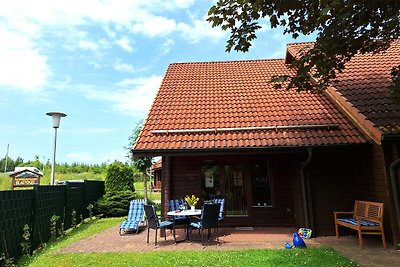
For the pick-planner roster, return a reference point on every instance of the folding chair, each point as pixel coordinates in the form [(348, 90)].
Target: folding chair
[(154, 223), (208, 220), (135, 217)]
════
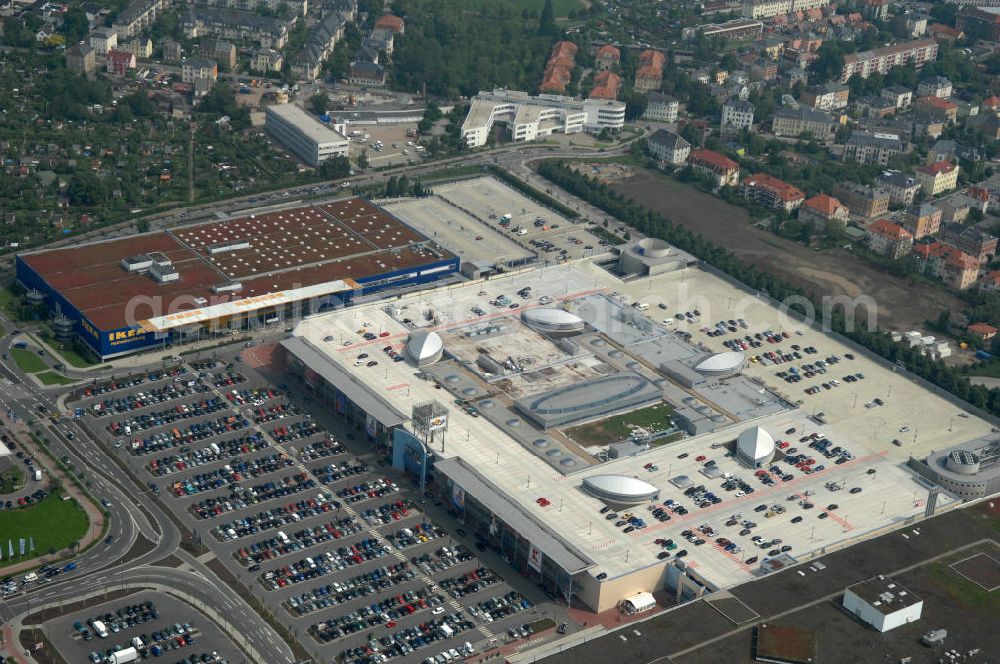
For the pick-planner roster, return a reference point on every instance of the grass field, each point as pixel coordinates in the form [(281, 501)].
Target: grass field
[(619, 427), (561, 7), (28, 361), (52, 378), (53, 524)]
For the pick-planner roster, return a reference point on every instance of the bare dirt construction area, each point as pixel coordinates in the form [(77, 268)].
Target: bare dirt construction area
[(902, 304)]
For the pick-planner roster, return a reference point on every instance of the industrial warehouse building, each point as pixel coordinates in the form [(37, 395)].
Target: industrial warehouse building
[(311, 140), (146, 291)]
════
Your task –
Please copy the lines above verbatim, from the line containing "form [(281, 501)]." through the line containing "[(311, 140), (146, 291)]", including both of those lines.

Task answer –
For the pick-planner roster, return a reference point on every instance of the grass field, each point as pixel coordinates in the form [(281, 501)].
Target: grass field
[(619, 427), (561, 7), (28, 361), (52, 378), (53, 524)]
For the pick-planner roster, return a reference point on every instance of the bare dirt construction area, each point as pixel coordinates in the form [(77, 268)].
Target: bare dirt construction area
[(902, 304)]
For the pick-planner roster, return a reference point on every instance of the industrial warehouse building, each point as pixel coordinates in the form [(37, 395)].
Target: industrial warehouse building
[(311, 140), (146, 291)]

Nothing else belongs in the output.